BRIEF | Retype the records word for word, starting at the line that contains "Shelf-audit task: drop a dot on every instance of the gravel" and running through the last line of the records, with both ends included.

▼

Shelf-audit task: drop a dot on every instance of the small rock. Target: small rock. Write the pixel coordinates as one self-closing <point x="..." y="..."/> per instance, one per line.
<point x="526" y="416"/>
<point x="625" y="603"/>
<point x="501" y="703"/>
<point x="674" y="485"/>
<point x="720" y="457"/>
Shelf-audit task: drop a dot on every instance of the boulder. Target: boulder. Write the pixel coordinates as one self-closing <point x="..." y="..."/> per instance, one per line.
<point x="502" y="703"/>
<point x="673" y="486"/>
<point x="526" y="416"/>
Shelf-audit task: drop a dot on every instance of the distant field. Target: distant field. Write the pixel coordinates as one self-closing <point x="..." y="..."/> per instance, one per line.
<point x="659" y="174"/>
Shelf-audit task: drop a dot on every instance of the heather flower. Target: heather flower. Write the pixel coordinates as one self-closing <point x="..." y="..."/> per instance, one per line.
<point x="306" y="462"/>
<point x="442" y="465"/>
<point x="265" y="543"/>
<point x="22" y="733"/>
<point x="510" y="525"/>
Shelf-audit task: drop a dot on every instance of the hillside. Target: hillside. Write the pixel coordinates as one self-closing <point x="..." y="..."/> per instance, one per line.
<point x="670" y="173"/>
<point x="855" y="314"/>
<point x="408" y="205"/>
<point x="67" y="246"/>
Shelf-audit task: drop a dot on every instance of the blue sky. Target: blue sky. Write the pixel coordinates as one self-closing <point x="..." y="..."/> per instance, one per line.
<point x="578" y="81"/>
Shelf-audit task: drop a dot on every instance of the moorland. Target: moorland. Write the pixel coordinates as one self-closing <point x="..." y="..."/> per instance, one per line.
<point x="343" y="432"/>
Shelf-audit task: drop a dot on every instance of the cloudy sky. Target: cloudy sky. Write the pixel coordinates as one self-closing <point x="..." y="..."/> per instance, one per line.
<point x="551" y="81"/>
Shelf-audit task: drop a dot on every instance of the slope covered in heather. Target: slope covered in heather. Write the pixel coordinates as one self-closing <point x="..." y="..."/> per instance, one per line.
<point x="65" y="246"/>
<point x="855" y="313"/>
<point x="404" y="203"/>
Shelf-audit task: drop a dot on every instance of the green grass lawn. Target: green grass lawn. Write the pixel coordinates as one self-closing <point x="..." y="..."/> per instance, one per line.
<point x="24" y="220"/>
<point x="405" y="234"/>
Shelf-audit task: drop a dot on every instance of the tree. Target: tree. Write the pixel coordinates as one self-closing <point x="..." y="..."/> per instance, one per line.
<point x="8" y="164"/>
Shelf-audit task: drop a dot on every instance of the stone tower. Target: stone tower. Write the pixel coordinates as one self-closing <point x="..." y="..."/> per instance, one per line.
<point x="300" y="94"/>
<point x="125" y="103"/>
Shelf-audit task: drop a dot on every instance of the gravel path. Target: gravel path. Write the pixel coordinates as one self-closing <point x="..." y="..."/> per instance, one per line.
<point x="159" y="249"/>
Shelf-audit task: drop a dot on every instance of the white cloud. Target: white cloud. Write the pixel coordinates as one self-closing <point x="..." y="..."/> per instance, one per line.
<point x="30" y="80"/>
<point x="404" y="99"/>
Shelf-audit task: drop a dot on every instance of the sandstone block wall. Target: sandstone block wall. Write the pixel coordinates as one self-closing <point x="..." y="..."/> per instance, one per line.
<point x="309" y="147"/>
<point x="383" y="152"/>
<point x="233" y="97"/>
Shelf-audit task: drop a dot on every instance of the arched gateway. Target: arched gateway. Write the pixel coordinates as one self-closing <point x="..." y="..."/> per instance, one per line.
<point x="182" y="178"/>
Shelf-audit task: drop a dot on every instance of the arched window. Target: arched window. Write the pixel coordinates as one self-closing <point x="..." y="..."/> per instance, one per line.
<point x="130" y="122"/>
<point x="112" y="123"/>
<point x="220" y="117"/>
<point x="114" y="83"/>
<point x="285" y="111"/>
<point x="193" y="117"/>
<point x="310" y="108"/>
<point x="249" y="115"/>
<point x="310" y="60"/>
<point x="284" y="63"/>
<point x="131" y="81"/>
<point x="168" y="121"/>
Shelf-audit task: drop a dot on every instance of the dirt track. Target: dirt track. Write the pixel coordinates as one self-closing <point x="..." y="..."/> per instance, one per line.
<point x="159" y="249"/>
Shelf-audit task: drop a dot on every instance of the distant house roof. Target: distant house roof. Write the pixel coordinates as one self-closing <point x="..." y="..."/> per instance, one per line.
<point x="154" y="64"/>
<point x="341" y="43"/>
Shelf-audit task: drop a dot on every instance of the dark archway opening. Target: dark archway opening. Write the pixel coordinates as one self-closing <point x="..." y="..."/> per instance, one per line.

▲

ANSWER TO THE PROBLEM |
Shelf-audit task: drop a dot on every instance of the gravel path. Target: gravel path. Write the pixel coordinates as one self-closing <point x="..." y="..."/> per instance, one per line.
<point x="159" y="249"/>
Shelf-audit task: drop a dot on every instance of the white cloud. Target: white cloud. Write the pixel coordinates as one self-closing <point x="..." y="..."/> per instance, one per line.
<point x="30" y="80"/>
<point x="404" y="99"/>
Shelf-audit task: drop a dot on every instance of the sandstone block wall. Target: sandstone block wall. Write the pixel coordinates as one self-closing <point x="..." y="..."/> per instance, one per line.
<point x="309" y="147"/>
<point x="383" y="152"/>
<point x="233" y="97"/>
Shelf-audit task: drop a dot on every instance of the arched gateway. Target: arched gateway. Write the pixel coordinates as one self-closing <point x="..." y="..."/> per instance, one per line.
<point x="182" y="178"/>
Shelf-audit task: drop a dot on every instance of the arched window. Target: arched window. Write the pixel coordinates as one self-closing <point x="..." y="..."/> per instance, one per line.
<point x="130" y="122"/>
<point x="112" y="123"/>
<point x="220" y="117"/>
<point x="114" y="83"/>
<point x="285" y="111"/>
<point x="193" y="117"/>
<point x="310" y="108"/>
<point x="249" y="115"/>
<point x="310" y="60"/>
<point x="284" y="63"/>
<point x="131" y="81"/>
<point x="168" y="121"/>
Shelf-audit task: drop a dot on every instance of the dirt track. Target: dirt track. Write the pixel coordinates as one self-closing <point x="..." y="..."/> per instance, one per line.
<point x="159" y="249"/>
Shelf-audit task: drop a dot on every instance of the distant house roof. Target: distant house roof. Write the pixel coordinates as one self-closing <point x="..." y="..."/> per instance, one per line.
<point x="154" y="64"/>
<point x="341" y="43"/>
Shelf-audit task: drop a dot on every instance of the dark archway opening. Target: dark archway opening. Write the pixel coordinates as one self-closing <point x="..." y="..."/> per instance, one per line.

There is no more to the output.